PROBLEM STATEMENT.
Could you reproduce each of the items below word for word, keeping them in the same order?

TASK INPUT.
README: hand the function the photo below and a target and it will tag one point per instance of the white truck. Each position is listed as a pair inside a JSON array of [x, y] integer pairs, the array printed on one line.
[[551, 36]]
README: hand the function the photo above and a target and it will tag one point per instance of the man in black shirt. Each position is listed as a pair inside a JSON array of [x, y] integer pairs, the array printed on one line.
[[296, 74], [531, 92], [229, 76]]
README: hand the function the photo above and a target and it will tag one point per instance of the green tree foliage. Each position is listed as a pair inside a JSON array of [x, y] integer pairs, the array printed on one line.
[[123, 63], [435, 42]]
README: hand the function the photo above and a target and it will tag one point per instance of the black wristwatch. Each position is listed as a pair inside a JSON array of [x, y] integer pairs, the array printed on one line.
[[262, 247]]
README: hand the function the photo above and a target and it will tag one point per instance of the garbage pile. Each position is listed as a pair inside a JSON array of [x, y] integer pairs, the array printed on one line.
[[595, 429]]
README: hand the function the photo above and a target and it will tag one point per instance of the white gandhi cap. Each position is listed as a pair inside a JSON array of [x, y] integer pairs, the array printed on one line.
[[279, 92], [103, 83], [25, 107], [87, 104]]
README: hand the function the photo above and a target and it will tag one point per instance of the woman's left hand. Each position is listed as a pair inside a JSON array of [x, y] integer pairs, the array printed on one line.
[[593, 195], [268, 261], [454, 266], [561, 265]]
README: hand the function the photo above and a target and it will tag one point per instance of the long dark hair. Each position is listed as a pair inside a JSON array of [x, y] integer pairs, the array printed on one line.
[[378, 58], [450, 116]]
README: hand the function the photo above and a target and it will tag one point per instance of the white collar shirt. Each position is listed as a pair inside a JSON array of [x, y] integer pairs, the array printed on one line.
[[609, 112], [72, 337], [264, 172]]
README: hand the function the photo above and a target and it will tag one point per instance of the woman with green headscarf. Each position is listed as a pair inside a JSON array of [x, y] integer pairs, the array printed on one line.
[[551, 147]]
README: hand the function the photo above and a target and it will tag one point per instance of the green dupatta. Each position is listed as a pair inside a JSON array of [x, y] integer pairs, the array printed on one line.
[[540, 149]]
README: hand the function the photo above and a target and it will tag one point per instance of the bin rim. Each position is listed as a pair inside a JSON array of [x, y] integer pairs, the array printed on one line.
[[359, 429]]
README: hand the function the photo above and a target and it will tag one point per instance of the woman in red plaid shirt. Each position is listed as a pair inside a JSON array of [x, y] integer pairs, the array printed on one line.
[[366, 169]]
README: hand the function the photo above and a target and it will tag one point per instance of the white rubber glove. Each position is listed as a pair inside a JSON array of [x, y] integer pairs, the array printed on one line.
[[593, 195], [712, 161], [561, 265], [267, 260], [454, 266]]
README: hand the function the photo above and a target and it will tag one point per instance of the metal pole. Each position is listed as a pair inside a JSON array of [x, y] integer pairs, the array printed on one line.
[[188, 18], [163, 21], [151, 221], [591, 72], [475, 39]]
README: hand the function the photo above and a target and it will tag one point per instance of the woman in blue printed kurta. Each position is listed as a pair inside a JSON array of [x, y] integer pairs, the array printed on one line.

SOLUTION TO THIS EXERCISE.
README: hand the function the photo below and a target and it will tag one point per instance of the white truck. Each position is listed as a pair inside a JSON array of [x, y] integer pairs, the array printed on one line.
[[551, 36]]
README: hand the function the photo above and a target and it will tag one point per instance of the man in black shirt. Each position is listed as a pair inside a JSON array of [x, y] integer pairs, the array printed on one line.
[[296, 74], [531, 92], [229, 76]]
README: hand the function the photo above and a target and it will tag one point per instance of the green tree foliage. Each position is listed as a pair inside a JSON array of [x, y] integer pairs, the array printed on one line.
[[123, 63], [435, 42]]
README: hand the function the photo above and a target and it will tag one point per instance of the black wristwatch. Each position is listed as a pair inside a JSON array of [x, y] integer pairs, the array printed on one line.
[[262, 247]]
README: hand the function the photo above and a target and it will tag one point per instance of the garbage pile. Each position is listed as a pair inside a JSON array of [x, y] integer pairs, the array printed on one line.
[[595, 429]]
README: hand the function the photo above and a target and it will tag one point per instance of the white gandhi cap. Each position is listed as a pair inside a JSON array of [x, y] integer pairs, the array printed on one line.
[[279, 92], [103, 83], [25, 107], [87, 104]]
README: hand the function the photo above and a target and it will tag one point per instance of the woman's left hand. Each position is listed as a pair inside a JSON array of [x, y] integer pairs, the array printed on one line.
[[593, 195], [268, 261], [454, 266], [561, 265]]
README: hand the function the photo above and a target and it will tag one point per instance of the long dark hair. Each position is listed as a pair inside a JSON array of [x, y] integer pairs, the array printed on one line.
[[378, 58], [450, 116]]
README: hand the function the photo above and a target and it will tag one point per instance of the white collar shirt. Each position is listed as a pair inside a JSON array of [x, y] integer pairs, the array printed on one line.
[[609, 112], [72, 337], [264, 172]]
README: hand the function the photo above and a target and it will tag one point per instance of the woman with green headscarf. Each position is listed as a pair inside a JSON array of [x, y] integer pairs, the array printed on one line.
[[551, 147]]
README: hand the function the photo above and a target and it will tag one point per instance of the green dupatta. Each position is listed as a pair inside a JSON array of [x, y] integer pairs, the array printed on one line.
[[540, 149]]
README: hand the function the photo above and a target and it will tag one point per instance of the bin rim. Each position is listed as a pair inside a JSON array of [x, y] integer pairs, the array printed on one line.
[[359, 429]]
README: hand the function the photo above and a target and it will tag one point per instance of the woman in red plaid shirt. Each position is listed as a pair inside a JSON array of [x, y] integer pairs, the array printed on one line.
[[366, 169]]
README: hand the function the photo above and a target and it will tag one point per instance of the white rubber glove. Each position is listed as a pair inside a JSON array of [x, y] integer pairs, the array printed on one line.
[[593, 195], [712, 161], [561, 265], [267, 260], [454, 266]]
README: hand the function the photo above and a target and it will tag one point per instance of the metal pole. Each position is listed as a pair inside a JSON array of [x, y] integer pairs, the array printed on one line.
[[188, 18], [163, 21], [151, 221], [591, 72], [475, 39]]
README: hand the function the photo above and a target and it will tag one point per instance of the woman in blue printed kurta. Each position is listed as a pair inside a JSON array of [x, y] integer pairs, the array printed on one line.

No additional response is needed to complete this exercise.